Image-grounded pointing data
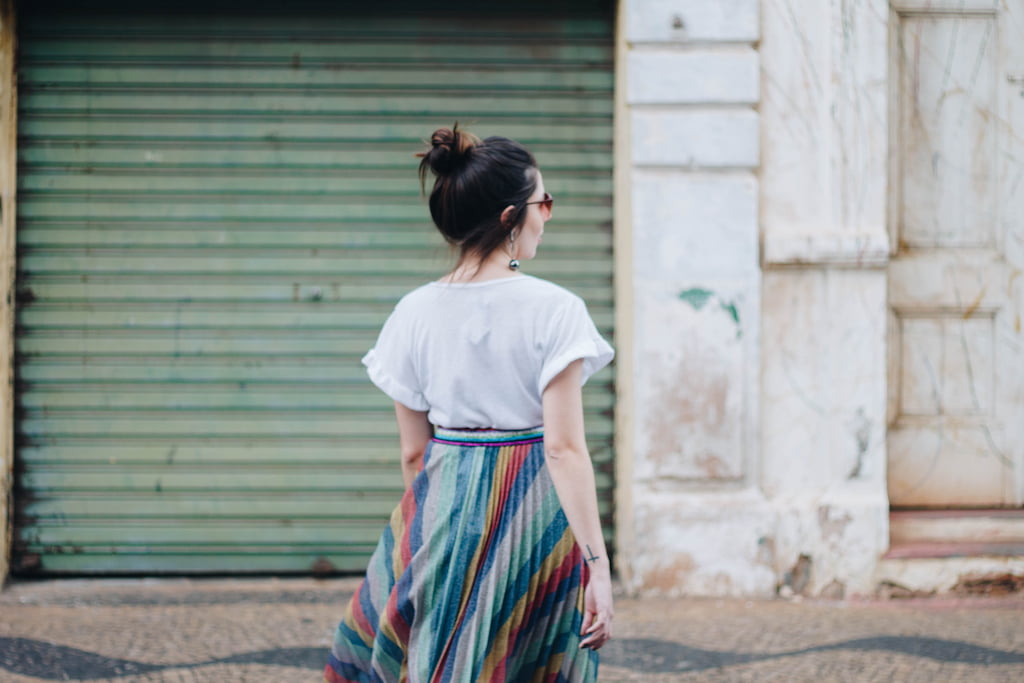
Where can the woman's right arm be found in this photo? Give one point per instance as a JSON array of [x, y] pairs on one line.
[[572, 473]]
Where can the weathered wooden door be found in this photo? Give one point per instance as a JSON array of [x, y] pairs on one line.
[[956, 280]]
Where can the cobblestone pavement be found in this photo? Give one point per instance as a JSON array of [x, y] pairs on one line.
[[279, 630]]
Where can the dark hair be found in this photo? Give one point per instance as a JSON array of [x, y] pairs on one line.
[[475, 181]]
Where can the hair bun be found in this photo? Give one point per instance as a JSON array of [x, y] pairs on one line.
[[449, 150]]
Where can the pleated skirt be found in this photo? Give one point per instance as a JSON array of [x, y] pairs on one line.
[[476, 578]]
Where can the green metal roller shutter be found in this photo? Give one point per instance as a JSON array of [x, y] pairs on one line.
[[217, 211]]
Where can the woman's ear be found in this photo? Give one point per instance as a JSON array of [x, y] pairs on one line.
[[507, 215]]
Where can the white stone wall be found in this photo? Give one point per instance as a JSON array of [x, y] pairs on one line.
[[757, 155], [692, 84]]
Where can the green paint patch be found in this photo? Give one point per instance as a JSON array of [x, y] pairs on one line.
[[696, 297], [730, 308]]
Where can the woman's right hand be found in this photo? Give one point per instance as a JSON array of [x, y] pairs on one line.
[[597, 608]]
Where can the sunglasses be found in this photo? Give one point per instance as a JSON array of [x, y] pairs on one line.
[[547, 202]]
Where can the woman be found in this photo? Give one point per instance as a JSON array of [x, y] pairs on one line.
[[493, 567]]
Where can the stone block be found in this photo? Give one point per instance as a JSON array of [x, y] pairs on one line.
[[700, 77], [697, 225], [691, 20], [695, 138]]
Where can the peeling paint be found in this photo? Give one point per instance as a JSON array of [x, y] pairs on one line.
[[799, 577], [829, 526]]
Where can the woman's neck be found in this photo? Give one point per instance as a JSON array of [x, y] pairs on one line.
[[473, 269]]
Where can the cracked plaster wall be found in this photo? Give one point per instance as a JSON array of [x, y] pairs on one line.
[[758, 176]]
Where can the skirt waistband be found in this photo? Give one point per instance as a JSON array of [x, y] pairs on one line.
[[487, 436]]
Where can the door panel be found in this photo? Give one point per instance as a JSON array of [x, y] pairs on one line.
[[956, 361]]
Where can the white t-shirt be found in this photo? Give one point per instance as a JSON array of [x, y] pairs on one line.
[[480, 354]]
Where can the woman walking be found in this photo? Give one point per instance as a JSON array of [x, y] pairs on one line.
[[493, 566]]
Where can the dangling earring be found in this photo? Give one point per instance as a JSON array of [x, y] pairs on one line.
[[514, 262]]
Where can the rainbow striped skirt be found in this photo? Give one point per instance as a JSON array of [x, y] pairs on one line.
[[477, 577]]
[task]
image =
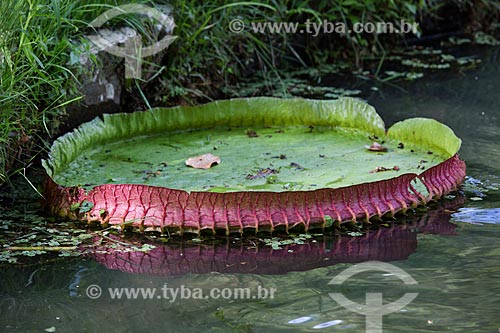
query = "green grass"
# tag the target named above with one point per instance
(36, 80)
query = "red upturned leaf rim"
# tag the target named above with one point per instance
(164, 209)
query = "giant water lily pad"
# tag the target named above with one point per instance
(283, 163)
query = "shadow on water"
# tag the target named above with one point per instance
(383, 244)
(55, 295)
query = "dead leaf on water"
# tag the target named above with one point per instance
(203, 162)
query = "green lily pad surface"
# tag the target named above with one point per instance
(258, 153)
(283, 162)
(271, 159)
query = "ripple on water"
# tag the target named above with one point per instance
(478, 215)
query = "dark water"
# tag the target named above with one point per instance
(453, 257)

**Exercise details:** Scan the records above for the string "water", then copy each line where it turns up.

**Solution to this exercise:**
query = "giant water lily pad"
query = "shadow on water"
query = "dead leaf on water"
query = "ripple on water"
query = "dark water"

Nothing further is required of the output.